TASK 1 =
Reproduce the passage of the blog post starting with "There have been" and going on through "in evolving systems.".
TASK 2 =
Answer these questions from the blog post:
(a) What year is given for Richard Semon's quoted passage on the mnemic principle?
(b) Which abbreviation does the writer pick for "DNA genes"?
(c) According to the update, who coined "mneme" in 1870?

SOURCE TEXT =
◆ ◆ ◆

Wednesday, 9 November 2011

Rivals to gene-based terminology

In my memetics book, I propose that we use the term "gene" for the heritable elements in evolution - and ignore or discard the numerous dictionaries and textbooks that claim that genes are "molecular units of heredity" - or that they have anything to do with DNA or RNA.

There have been some other proposals for terms that convey this meaning:
  • Mneme. Richard Semon (1904) wrote:

    Instead of speaking of a factor of memory, a factor of habit, or a factor of heredity and attempting to identify one with another, I have preferred to consider these as manifestations of a common principal, which I shall call the mnemic principal.
  • Meme. In his book The Mocking Memes - A Basis for Automated Intelligence, Evan Louis Sheehan writes:
    I define memes to include every sort of pattern that serves as a template for its own replication.
  • Replicator. David Hull (1988b) proposed replicators fill the role of the carriers of heredity in evolving systems.
Deploying Richard Semon's term "mneme" in the modern era seems rather impractical.

Evan Louis Sheehan's "meme" tries to hijack an existing term. "Meme" has an established meaning which does not obviously need to change. I think the attempt fails.

The proposals of David Hull and Evan Louis Sheehan also suffer from a technical problem - since they only include copyable heredity information, and not all heritable information is capable of being copied.

How do genes differ from ordinary information? In other words, what is an example of information that is not inherited? Conventionally, there is no inheritance without some living thing being involved. Also, information that is destroyed is not inherited. Other forms of information could potentially be inherited by some living thing or another.

So: "gene" still seems to be better overall. Of course, this raises the issuse of what name should we give to small chunks of nucleic acid. Im my book, I wrote:

Those are "genes" too, of course, and can normally simply be referred to as such - but if a term is really wanted to refer specifically to nucleic acid chunks while excluding other forms of inheritance - they could be called "organic genes", "cellular genes", "nuclear genes" or "DNA genes" - depending on exactly what you actually meant.
What about snappy abbreviations?

"Denes" is my pick for "DNA genes" - with "denetics" referring to their study.

"Nenes" is my pick for "nuclear genes" - with "nenetics" referring to their study.

Update 2013-05-19: Dawkins said:

Completely unknown to me when I coined "meme" in 1976, the German biologist Richard Semon wrote a book called Die Mneme (English translation The Mneme (London, Allen & Unwln, 1921)) in which he adopted the "mneme" coined in 1870 by the Austrian physiologist Ewald Hering.

◆ ◆ ◆

Point-per-instance localization data =

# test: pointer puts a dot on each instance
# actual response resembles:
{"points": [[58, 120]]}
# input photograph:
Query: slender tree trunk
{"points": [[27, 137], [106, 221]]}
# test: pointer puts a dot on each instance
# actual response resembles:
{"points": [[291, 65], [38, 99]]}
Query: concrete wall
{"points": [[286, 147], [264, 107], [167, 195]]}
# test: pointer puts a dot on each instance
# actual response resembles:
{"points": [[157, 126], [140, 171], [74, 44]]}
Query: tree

◆ ◆ ◆

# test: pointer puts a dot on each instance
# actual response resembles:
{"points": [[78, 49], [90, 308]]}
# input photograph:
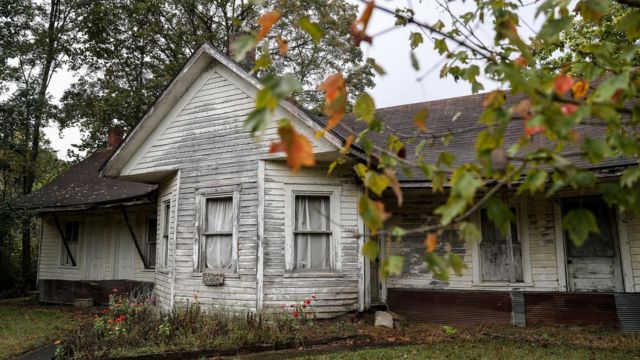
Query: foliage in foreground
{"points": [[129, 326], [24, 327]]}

◆ ◆ ◆

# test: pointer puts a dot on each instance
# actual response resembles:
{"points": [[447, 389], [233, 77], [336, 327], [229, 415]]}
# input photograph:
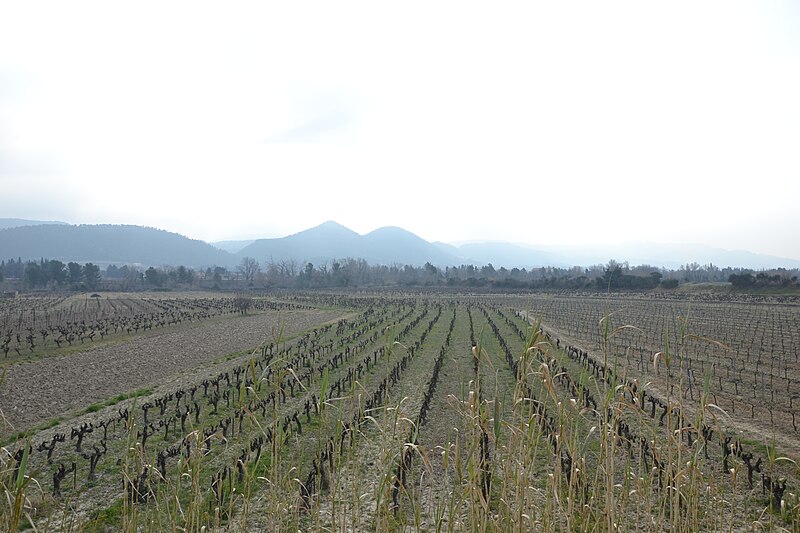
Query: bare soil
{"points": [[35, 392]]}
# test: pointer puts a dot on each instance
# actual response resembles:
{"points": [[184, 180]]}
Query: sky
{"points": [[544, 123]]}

◆ ◆ ◆

YOUR RESPONSE 1 =
There have been some other proposals for terms that convey this meaning:
  • Mneme. Richard Semon (1904) wrote:

    Instead of speaking of a factor of memory, a factor of habit, or a factor of heredity and attempting to identify one with another, I have preferred to consider these as manifestations of a common principal, which I shall call the mnemic principal.
  • Meme. In his book The Mocking Memes - A Basis for Automated Intelligence, Evan Louis Sheehan writes:
    I define memes to include every sort of pattern that serves as a template for its own replication.
  • Replicator. David Hull (1988b) proposed replicators fill the role of the carriers of heredity in evolving systems.

YOUR RESPONSE 2 =
(a) 1904
(b) "Denes"
(c) The Austrian physiologist Ewald Hering